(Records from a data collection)
Content starts
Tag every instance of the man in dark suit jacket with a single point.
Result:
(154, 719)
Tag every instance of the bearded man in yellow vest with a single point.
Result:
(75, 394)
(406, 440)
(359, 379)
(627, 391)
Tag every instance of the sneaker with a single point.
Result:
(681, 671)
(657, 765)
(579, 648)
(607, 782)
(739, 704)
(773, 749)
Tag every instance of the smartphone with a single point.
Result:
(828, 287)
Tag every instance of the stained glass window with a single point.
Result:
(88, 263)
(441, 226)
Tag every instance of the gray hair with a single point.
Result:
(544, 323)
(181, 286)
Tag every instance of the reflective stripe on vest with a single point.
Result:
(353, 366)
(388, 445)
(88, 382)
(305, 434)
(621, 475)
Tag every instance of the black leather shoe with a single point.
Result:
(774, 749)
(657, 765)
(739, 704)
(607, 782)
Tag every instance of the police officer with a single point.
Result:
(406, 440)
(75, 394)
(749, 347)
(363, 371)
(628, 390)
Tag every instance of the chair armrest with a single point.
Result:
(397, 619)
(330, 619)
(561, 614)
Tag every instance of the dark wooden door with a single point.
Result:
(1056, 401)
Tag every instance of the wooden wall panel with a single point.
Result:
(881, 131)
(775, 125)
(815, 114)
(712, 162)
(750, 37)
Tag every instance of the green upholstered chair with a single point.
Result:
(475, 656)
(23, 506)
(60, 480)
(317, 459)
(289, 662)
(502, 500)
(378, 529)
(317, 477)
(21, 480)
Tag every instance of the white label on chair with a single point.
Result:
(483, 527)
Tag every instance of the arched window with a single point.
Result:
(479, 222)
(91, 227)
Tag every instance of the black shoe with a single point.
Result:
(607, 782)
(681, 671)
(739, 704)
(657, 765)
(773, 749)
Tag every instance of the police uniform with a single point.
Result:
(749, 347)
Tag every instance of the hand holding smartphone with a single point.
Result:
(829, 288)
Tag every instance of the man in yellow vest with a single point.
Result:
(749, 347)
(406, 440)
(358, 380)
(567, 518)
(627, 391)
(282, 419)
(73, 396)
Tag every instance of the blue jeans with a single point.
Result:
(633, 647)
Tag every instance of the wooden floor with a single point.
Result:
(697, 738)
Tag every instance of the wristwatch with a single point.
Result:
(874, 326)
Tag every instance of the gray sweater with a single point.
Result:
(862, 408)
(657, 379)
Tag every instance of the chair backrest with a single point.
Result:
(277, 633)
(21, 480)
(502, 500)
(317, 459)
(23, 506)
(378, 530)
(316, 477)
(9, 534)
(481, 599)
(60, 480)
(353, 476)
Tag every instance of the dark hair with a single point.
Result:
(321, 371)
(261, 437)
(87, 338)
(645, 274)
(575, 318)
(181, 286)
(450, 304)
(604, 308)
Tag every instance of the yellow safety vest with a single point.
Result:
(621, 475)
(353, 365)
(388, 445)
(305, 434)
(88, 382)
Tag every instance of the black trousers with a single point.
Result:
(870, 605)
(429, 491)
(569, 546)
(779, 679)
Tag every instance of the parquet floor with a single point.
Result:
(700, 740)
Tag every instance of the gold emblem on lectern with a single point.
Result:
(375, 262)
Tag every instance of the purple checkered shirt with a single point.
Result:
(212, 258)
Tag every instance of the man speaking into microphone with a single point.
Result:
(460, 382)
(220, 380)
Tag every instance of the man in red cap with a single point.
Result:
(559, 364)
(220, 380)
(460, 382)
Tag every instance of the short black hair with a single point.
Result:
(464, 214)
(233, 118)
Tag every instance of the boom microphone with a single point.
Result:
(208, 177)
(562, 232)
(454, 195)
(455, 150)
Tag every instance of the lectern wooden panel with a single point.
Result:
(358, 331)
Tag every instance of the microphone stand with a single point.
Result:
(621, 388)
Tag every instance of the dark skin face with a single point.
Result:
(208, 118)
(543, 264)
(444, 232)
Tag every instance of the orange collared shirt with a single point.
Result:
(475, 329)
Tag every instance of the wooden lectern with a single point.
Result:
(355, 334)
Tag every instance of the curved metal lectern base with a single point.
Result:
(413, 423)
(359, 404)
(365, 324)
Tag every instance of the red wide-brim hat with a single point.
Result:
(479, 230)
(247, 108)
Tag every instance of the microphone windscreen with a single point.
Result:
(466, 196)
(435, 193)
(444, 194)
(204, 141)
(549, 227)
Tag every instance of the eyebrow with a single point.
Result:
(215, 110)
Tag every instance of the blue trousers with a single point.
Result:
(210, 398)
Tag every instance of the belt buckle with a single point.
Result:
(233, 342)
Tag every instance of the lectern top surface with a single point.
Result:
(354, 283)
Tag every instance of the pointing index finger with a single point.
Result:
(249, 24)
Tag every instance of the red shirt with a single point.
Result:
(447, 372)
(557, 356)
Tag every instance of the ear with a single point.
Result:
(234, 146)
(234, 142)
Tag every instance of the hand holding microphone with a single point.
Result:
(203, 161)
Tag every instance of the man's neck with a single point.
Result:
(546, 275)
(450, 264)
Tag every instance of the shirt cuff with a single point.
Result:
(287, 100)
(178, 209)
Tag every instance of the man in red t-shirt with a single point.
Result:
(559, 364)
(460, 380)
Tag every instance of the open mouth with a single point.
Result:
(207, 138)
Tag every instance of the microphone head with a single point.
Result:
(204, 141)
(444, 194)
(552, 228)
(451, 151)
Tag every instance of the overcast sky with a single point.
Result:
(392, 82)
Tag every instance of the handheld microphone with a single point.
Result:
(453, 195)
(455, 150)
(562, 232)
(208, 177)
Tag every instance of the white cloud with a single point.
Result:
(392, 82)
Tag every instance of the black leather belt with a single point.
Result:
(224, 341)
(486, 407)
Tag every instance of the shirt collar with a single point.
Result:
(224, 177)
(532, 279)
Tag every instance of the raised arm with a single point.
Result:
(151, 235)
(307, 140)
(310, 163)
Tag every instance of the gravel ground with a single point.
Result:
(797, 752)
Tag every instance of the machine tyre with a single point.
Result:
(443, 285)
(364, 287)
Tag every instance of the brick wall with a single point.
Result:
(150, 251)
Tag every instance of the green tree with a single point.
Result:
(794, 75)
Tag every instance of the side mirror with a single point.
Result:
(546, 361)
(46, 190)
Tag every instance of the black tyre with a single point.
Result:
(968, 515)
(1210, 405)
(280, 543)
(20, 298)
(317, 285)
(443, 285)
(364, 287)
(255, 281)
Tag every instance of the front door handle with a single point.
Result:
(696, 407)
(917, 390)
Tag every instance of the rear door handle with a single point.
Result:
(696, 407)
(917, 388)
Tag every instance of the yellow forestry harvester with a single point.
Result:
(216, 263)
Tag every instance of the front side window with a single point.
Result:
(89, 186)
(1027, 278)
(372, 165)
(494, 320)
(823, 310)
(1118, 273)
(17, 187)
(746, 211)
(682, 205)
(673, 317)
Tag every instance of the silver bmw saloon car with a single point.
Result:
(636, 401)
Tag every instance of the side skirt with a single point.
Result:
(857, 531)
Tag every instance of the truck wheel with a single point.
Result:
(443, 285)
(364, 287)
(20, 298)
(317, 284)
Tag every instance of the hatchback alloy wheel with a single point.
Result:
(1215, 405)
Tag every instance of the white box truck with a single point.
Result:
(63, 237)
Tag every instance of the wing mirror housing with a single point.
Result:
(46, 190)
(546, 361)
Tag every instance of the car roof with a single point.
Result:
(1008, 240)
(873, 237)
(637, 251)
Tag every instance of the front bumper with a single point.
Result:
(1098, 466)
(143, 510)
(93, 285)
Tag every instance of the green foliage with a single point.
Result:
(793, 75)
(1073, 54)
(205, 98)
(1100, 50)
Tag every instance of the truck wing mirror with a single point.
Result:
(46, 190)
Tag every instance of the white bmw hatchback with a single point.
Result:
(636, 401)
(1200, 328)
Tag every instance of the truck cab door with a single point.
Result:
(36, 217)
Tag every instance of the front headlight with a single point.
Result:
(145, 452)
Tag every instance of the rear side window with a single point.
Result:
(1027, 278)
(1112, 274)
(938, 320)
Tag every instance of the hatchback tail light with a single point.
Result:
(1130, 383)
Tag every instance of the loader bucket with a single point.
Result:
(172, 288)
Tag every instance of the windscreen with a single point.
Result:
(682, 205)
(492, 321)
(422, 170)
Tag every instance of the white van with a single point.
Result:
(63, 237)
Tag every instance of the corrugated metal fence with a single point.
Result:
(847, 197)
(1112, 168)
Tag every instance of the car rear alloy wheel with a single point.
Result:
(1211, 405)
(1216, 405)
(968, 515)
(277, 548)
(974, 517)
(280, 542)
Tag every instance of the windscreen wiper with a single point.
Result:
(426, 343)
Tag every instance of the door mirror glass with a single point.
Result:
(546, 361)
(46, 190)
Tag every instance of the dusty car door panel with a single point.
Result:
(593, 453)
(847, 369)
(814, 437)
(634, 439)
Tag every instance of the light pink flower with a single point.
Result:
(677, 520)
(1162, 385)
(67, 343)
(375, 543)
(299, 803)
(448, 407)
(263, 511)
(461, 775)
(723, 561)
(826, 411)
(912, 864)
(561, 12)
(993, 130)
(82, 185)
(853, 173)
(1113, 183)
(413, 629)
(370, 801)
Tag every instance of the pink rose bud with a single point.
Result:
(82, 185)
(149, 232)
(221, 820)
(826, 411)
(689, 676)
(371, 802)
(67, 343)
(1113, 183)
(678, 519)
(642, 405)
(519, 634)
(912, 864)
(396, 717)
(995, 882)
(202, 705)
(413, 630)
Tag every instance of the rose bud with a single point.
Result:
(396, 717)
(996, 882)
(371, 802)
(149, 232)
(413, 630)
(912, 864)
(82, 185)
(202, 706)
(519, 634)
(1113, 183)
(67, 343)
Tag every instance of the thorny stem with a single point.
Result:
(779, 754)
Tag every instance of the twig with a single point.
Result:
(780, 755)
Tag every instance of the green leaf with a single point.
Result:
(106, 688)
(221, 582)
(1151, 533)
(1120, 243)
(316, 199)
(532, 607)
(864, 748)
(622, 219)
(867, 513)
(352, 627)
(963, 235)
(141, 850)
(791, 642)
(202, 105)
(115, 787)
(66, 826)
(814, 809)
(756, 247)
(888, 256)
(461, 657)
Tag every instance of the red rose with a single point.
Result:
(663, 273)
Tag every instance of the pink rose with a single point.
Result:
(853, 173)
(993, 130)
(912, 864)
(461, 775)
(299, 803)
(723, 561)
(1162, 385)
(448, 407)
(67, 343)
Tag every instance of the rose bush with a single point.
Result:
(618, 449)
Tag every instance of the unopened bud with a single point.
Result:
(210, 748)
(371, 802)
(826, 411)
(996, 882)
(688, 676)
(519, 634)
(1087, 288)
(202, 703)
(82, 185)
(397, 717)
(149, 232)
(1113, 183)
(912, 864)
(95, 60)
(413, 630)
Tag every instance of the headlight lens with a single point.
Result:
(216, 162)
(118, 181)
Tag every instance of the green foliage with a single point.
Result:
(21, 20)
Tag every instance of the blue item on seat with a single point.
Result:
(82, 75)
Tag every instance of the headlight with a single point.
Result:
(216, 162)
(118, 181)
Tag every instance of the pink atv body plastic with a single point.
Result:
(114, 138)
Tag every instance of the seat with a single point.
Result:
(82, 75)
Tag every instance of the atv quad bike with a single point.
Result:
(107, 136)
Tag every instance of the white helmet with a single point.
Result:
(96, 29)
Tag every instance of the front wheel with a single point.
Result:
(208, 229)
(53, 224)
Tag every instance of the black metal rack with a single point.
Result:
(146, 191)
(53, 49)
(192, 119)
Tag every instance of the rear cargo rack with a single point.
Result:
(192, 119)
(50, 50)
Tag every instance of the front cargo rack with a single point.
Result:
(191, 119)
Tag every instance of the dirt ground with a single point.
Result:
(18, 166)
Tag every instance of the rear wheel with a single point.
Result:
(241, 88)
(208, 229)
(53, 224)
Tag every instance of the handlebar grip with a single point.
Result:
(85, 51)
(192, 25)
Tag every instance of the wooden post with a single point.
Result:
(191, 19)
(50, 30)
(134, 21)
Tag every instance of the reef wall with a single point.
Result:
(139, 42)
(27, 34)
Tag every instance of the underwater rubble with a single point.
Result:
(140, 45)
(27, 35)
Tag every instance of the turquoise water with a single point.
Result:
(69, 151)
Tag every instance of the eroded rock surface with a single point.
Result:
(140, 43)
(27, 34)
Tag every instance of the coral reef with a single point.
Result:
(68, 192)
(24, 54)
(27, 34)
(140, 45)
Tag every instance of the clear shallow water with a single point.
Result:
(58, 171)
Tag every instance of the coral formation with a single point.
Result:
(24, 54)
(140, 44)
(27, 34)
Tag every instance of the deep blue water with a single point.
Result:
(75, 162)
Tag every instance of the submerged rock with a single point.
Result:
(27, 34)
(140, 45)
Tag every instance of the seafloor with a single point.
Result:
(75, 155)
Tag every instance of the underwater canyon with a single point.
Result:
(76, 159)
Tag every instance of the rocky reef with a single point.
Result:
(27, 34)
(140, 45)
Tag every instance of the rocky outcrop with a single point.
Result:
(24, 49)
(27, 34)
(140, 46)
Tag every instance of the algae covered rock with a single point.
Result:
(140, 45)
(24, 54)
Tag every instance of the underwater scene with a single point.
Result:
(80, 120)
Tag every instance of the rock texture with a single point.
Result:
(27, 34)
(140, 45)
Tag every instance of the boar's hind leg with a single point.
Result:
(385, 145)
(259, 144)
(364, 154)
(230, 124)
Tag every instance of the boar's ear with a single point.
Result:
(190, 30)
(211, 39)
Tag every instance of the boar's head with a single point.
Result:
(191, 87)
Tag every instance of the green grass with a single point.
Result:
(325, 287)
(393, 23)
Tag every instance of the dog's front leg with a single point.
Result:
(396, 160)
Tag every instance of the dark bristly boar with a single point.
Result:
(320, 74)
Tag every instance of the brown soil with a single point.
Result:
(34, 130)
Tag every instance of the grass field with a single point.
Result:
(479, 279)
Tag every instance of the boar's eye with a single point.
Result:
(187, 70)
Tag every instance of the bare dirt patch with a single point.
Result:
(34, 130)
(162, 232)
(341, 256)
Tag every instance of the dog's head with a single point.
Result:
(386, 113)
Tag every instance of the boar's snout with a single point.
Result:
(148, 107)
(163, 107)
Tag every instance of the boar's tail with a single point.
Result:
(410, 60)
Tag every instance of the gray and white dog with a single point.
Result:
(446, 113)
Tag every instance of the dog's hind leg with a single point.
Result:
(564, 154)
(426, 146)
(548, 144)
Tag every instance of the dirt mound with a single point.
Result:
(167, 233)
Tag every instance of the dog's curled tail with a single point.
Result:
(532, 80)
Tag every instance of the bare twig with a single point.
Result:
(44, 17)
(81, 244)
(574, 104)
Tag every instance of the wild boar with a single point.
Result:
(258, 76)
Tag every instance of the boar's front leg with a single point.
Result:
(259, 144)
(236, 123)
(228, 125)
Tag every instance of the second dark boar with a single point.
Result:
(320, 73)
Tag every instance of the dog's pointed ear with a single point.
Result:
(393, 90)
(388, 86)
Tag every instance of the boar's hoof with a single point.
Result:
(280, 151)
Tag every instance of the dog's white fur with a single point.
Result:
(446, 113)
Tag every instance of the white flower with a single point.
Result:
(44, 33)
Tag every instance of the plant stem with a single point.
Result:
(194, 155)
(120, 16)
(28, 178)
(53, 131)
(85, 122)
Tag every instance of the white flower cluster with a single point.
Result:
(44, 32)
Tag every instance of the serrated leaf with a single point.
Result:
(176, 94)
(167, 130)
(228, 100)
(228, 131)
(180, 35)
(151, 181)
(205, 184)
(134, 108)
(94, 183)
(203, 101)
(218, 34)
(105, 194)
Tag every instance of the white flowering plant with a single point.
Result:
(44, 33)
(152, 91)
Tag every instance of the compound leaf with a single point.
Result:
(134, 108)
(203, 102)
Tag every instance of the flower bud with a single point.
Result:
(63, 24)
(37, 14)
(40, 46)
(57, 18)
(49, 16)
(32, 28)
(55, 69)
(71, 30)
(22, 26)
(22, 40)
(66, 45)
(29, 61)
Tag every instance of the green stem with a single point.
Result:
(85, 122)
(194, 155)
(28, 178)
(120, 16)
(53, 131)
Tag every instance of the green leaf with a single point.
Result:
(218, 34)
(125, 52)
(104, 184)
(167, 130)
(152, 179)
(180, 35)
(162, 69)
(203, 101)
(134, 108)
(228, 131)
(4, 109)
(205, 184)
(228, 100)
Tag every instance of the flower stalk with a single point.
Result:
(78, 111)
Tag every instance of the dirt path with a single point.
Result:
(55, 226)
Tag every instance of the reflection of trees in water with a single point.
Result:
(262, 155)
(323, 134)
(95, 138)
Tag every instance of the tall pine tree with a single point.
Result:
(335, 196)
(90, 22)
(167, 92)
Content ends
What needs to be done: Using the records above, copy every line that has the word "cargo" in it.

Exercise answer:
Tag every instance of the rear cargo rack with a single point.
Tag every instance of the front cargo rack with a single point.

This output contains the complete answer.